Every entry must be duplicated word for word.

-- Source data follows --

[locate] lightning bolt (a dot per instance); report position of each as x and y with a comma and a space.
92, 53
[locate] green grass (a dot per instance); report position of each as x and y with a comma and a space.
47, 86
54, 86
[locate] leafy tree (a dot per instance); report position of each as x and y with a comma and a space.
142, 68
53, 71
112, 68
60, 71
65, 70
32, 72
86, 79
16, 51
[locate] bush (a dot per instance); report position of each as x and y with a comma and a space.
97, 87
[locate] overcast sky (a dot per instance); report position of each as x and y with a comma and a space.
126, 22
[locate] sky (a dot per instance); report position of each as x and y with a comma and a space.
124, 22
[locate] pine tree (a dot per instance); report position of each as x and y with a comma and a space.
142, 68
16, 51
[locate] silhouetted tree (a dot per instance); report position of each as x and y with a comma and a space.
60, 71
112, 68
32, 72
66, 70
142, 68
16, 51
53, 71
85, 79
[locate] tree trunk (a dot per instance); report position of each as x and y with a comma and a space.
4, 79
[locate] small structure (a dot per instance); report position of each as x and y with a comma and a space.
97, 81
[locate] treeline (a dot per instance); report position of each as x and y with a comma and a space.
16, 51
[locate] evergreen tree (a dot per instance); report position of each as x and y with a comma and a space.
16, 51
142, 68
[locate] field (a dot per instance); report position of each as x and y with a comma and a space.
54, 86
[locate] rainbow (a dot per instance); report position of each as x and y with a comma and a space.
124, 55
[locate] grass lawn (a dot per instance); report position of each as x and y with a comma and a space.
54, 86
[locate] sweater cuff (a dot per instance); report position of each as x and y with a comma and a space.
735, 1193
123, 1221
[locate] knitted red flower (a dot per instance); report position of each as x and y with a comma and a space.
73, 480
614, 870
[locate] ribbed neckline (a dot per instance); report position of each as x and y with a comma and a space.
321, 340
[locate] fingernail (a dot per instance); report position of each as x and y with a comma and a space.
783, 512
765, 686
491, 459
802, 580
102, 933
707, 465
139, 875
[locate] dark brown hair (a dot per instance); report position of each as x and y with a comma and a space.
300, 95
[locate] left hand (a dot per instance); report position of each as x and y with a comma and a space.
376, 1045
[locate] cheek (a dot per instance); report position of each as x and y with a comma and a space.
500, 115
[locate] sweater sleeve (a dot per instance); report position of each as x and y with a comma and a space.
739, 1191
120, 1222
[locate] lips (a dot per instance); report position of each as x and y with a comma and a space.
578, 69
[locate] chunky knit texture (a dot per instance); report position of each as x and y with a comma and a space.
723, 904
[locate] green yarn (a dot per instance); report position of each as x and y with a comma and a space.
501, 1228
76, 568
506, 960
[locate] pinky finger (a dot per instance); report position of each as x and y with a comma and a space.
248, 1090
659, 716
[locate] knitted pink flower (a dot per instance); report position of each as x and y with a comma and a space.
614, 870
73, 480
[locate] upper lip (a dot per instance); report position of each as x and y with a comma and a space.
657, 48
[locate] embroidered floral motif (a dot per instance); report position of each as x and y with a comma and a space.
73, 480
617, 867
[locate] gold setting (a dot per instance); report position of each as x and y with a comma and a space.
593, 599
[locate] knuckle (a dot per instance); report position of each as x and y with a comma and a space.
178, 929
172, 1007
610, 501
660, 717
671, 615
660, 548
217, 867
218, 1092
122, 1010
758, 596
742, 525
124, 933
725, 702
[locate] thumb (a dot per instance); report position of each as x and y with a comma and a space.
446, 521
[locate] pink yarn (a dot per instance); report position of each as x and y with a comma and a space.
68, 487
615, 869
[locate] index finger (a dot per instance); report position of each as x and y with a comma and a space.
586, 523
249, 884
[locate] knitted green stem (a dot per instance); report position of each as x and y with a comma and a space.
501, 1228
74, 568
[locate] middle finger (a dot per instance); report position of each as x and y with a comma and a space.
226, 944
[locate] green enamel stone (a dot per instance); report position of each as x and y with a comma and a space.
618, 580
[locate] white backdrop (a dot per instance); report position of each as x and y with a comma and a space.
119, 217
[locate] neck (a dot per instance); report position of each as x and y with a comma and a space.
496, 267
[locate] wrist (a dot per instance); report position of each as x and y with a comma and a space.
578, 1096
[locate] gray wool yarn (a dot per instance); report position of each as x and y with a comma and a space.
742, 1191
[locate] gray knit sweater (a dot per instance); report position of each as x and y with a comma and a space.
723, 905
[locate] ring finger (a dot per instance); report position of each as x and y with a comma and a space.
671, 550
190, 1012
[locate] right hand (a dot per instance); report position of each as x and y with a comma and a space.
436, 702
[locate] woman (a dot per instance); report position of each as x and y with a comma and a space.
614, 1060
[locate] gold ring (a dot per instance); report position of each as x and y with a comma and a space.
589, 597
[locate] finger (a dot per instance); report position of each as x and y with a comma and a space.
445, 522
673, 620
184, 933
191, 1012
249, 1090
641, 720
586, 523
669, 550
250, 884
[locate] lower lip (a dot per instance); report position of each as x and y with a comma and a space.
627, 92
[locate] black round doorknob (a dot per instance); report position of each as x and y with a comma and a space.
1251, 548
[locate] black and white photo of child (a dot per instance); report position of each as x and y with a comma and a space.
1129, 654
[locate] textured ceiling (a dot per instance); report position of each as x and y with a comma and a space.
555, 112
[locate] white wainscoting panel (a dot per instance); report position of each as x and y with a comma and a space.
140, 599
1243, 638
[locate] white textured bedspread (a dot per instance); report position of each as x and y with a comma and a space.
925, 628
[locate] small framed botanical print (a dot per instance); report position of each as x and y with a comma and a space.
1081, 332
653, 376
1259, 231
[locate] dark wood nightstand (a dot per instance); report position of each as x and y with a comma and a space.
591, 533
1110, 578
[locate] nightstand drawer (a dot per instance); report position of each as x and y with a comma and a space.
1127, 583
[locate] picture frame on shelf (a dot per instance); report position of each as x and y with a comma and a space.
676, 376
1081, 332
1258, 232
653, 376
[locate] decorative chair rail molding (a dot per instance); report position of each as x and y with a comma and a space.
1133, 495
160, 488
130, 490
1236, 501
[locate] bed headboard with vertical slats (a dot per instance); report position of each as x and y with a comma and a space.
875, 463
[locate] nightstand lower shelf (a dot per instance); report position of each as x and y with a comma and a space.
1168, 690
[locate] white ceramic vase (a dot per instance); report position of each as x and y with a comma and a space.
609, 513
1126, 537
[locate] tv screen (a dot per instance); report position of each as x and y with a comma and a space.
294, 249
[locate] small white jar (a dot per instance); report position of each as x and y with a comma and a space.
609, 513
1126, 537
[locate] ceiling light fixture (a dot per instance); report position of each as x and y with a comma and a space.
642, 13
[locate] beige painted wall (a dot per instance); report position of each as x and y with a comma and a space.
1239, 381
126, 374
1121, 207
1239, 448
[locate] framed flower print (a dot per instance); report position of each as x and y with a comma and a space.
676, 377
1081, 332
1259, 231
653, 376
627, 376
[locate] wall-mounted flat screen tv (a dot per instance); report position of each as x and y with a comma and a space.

-- Source data concluded --

## Solved exercise
[locate] lightning bolt (a dot per instance); report position of each as x and y with a comma and a space.
92, 53
[locate] green grass (a dot per instance); report position of each as x and y with a comma and a space.
47, 86
54, 86
[locate] leafy tree (a dot per instance); report position of each as x and y with a comma and a space.
142, 68
53, 71
112, 68
60, 71
65, 70
32, 72
86, 79
16, 51
[locate] bush (a dot per instance); report position of each as x and y with a comma and a space.
97, 87
[locate] overcast sky (a dot per instance); report position of each as x and y with a comma and a space.
126, 22
[locate] sky (a dot per instance); report position of each as x and y with a comma and a space.
124, 22
[locate] pine tree (a dot per instance); report position of each as x and y with a comma and a space.
142, 68
16, 51
[locate] silhouetted tree (a dot per instance); report position of each as x and y with a comma and a space.
60, 71
112, 68
32, 72
66, 70
142, 68
16, 51
53, 71
85, 79
[locate] tree trunk (a dot per instance); report position of each as x and y with a comma and a space.
4, 79
[locate] small structure (a dot per instance); report position of each as x and y with a comma and a space.
97, 81
[locate] treeline (a dot per instance); report position of each as x and y with a comma and a space.
16, 51
[locate] evergreen tree (a dot per instance); report position of each as x and y with a comma and a space.
16, 51
142, 68
[locate] field (a dot per instance); report position of each as x and y with a comma and a space.
54, 86
[locate] rainbow (a dot per instance); report position of each as x and y with a comma and a space.
124, 55
[locate] grass lawn (a dot per instance); report position of each as x and y with a comma and a space.
54, 86
[locate] sweater cuff (a dot per instance); report position of each as x and y with a comma and a space.
735, 1193
123, 1221
[locate] knitted red flower (a dot per instance); report position of each as x and y with a comma and a space.
73, 480
614, 870
[locate] ribbed neckline (a dot per instance); report position of each as x and y with a comma and a space.
321, 340
[locate] fingernail (a dot per instance); report position of each as x and y with a comma and a space.
783, 512
765, 686
491, 459
802, 580
102, 933
707, 465
139, 875
[locate] dark brown hair (a dot per instance); report position of each as x and y with a comma and a space.
300, 95
[locate] left hand (a dot per instance); report position of each as x and y with a comma and a space.
376, 1045
[locate] cheek (a dot per instance); report position of each as x and y with a comma and a space.
500, 115
[locate] sweater sleeve (a dot per instance); report position of each as x and y with a comma and a space.
739, 1191
120, 1222
[locate] lips (a dot per instance); report position of each as x and y with a comma and a space.
578, 69
[locate] chunky knit texture (a dot per instance); report position of each as x and y with a comma and a space.
723, 904
[locate] green yarn (a dot per instance); report position of each as x and y with a comma and a space.
501, 1228
76, 568
506, 960
[locate] pinky finger (a dot per instance); report position of each as x and y with a comma and a space.
248, 1090
659, 716
[locate] knitted pink flower (a dot per instance); report position of each as x and y with a comma and a space.
614, 870
73, 480
[locate] upper lip (a dot per instance); report position of each as x and y with a comma and a space.
657, 48
[locate] embroidered floral motif (a dot per instance); report position of each as x and y with a comma and a space.
73, 480
617, 867
[locate] gold setting (a dot per instance); report position of each as x and y with a comma and a space.
593, 599
[locate] knuckle (a dot per instance); report position of each as x and y with a comma and a space.
178, 929
172, 1007
610, 501
660, 717
671, 615
660, 548
217, 867
218, 1092
122, 1010
758, 596
742, 525
124, 933
725, 702
[locate] thumb (a dot per instance); report position of each as x and y with a comma and a space.
446, 521
[locate] pink yarn (a dot per instance); report position of each as x and y with a comma and a space.
68, 487
615, 869
[locate] index finger (a dot per instance); report position of each as x and y with a comma and a space.
586, 523
249, 884
[locate] knitted green stem (a dot per instance); report position of each as x and y with a comma and a space.
501, 1228
74, 568
[locate] middle finger (a dot per instance); report position of each as x and y with a comma and a space.
226, 944
[locate] green enamel stone (a dot per instance); report position of each as x and y with a comma and a space.
618, 580
[locate] white backdrop (a dot per instance); report position of each as x and y with a comma and a space.
119, 217
[locate] neck (a dot per instance); report position of each as x and y with a comma and a space.
496, 267
[locate] wrist (a dot per instance); report position of each as x and y with a comma and a space.
578, 1096
[locate] gray wool yarn (a dot per instance); report position of each as x and y with a comma and a space.
742, 1191
[locate] gray knit sweater (a dot per instance); report position of each as x and y with a comma and a space.
723, 905
[locate] ring finger (a dot per instance); report position of each as x and y with a comma and a space.
671, 550
190, 1012
[locate] right hand (a dot per instance); report position of each as x and y with a comma and a space.
436, 702
[locate] woman (a dot per instance); report position of each as x and y with a comma and a space.
614, 1060
[locate] gold ring (a dot per instance); report position of each as x and y with a comma and a space.
589, 597
[locate] finger (a dot per instance); report position of each as x and y with a comma and a space.
445, 522
673, 620
184, 933
191, 1012
249, 1090
641, 720
586, 523
669, 550
250, 884
[locate] lower lip (a dot per instance); report position of each as x and y with a comma and a space.
627, 92
[locate] black round doorknob (a dot per instance); report position of each as x and y with a comma and a space.
1251, 548
[locate] black and white photo of child (a dot per instance); report position of each as x and y with a comma and a space.
1129, 654
[locate] textured ceiling (a dot per instance); report position of each as x and y with a comma and a space.
555, 112
[locate] white wainscoting panel (a dot per instance); report position of each as x and y with a comma and a space.
140, 599
1243, 638
[locate] white textured bedspread (a dot per instance); report position of each as x and y with a comma and a space.
925, 628
[locate] small framed botanical print (a dot per instance); report position of each as x and y with a comma and a space.
1081, 332
653, 376
1259, 231
[locate] dark wood nightstand (a dot per instance); report position of each as x and y with a comma and a space.
591, 533
1110, 578
[locate] nightstand drawer (a dot per instance); report position of each as x and y with a comma and a space.
1127, 583
[locate] picture frame on shelf (a dot per instance); report position of each as x and y with a comma and a space.
676, 376
1081, 332
1258, 232
653, 376
[locate] decorative chair rail molding (a dot per instance); report position of each as x and y with a comma and a space.
1133, 495
160, 488
130, 490
1236, 501
[locate] bed headboard with vertical slats (a dot per instance); report position of each as x and y with a comma and a space.
875, 463
[locate] nightstand lower shelf (a dot per instance); report position of each as x and y with a comma and a space.
1168, 690
[locate] white ceramic vase (a dot per instance); report position of each as x and y with a comma and a space.
609, 513
1126, 537
[locate] tv screen (a dot per instance); report position of each as x and y with a comma and a space.
294, 249
[locate] small white jar (a dot per instance); report position of each as x and y with a comma and a space.
609, 513
1126, 537
[locate] ceiling light fixture (a dot per instance); report position of each as x and y with a comma and a space.
642, 13
[locate] beige painted wall (a dot per instance); report position of each as x and y with a comma and a space.
1239, 381
126, 374
1121, 207
1239, 448
[locate] framed flower print (a dot per instance); report position of each as x and y with a comma and a space.
676, 377
1081, 332
1259, 231
653, 376
627, 376
[locate] wall-mounted flat screen tv (a dot per instance); report position of each as x and y with a comma and a space.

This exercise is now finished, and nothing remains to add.